• _WORK INSTRUCTIONS_:
Reproduce the data in full, exactly.

• _EXERCISE MATERIAL_:
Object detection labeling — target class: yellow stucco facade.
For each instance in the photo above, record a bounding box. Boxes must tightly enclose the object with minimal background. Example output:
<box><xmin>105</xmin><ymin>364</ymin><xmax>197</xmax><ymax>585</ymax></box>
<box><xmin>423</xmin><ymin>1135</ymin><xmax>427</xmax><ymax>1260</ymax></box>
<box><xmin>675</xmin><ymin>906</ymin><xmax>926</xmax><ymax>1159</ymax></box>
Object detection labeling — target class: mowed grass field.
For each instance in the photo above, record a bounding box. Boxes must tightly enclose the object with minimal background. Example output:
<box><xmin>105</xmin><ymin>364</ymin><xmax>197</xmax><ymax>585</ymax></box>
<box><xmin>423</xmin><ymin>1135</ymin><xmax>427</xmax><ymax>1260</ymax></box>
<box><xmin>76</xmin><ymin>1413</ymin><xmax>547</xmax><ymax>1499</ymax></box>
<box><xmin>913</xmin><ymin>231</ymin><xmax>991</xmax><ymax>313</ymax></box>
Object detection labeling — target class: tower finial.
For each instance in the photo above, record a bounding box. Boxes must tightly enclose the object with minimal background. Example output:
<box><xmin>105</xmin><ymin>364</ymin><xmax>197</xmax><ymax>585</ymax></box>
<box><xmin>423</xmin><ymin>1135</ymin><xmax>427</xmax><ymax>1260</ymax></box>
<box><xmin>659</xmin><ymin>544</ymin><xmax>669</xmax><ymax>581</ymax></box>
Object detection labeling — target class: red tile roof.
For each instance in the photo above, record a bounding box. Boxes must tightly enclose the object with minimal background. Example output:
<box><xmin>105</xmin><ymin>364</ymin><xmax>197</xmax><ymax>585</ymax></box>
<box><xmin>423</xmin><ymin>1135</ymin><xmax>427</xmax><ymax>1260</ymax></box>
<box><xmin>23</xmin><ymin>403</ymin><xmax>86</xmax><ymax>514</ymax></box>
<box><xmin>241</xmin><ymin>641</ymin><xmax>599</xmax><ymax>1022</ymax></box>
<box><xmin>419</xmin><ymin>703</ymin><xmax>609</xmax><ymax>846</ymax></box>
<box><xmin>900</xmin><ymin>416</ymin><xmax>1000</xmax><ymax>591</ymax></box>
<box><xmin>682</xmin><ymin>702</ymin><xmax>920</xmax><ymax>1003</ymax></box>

• _WRITTEN SOLUTION_:
Object detection labeling — target class: yellow stucco facade.
For each instance in the photo above, record a bounding box. Boxes must tightly enclose the object with minimal background. Example output:
<box><xmin>105</xmin><ymin>364</ymin><xmax>197</xmax><ymax>585</ymax></box>
<box><xmin>423</xmin><ymin>1135</ymin><xmax>427</xmax><ymax>1260</ymax></box>
<box><xmin>675</xmin><ymin>906</ymin><xmax>926</xmax><ymax>1159</ymax></box>
Object detection labeling — target class: mowed grass field.
For each instance in the photo above, record a bounding box. Boxes must tightly enclose the object with minimal background. Example output:
<box><xmin>105</xmin><ymin>364</ymin><xmax>197</xmax><ymax>585</ymax></box>
<box><xmin>423</xmin><ymin>1135</ymin><xmax>427</xmax><ymax>1260</ymax></box>
<box><xmin>76</xmin><ymin>1413</ymin><xmax>547</xmax><ymax>1499</ymax></box>
<box><xmin>913</xmin><ymin>231</ymin><xmax>991</xmax><ymax>313</ymax></box>
Object detection labeling — target class: tower finial.
For each instance in the photo above, record a bounding box. Boxes must tightly enclose the object with minimal background. Example output:
<box><xmin>105</xmin><ymin>364</ymin><xmax>197</xmax><ymax>585</ymax></box>
<box><xmin>423</xmin><ymin>1135</ymin><xmax>427</xmax><ymax>1260</ymax></box>
<box><xmin>659</xmin><ymin>544</ymin><xmax>669</xmax><ymax>581</ymax></box>
Object detection labeling — target class: red tile roof.
For each instance in the photo above, record a bounding box. Boxes must tightly enclose the object with minimal background. Example output:
<box><xmin>105</xmin><ymin>364</ymin><xmax>197</xmax><ymax>585</ymax></box>
<box><xmin>423</xmin><ymin>1135</ymin><xmax>427</xmax><ymax>1260</ymax></box>
<box><xmin>23</xmin><ymin>403</ymin><xmax>86</xmax><ymax>514</ymax></box>
<box><xmin>241</xmin><ymin>641</ymin><xmax>599</xmax><ymax>1022</ymax></box>
<box><xmin>419</xmin><ymin>703</ymin><xmax>609</xmax><ymax>846</ymax></box>
<box><xmin>900</xmin><ymin>416</ymin><xmax>1000</xmax><ymax>591</ymax></box>
<box><xmin>682</xmin><ymin>702</ymin><xmax>920</xmax><ymax>1003</ymax></box>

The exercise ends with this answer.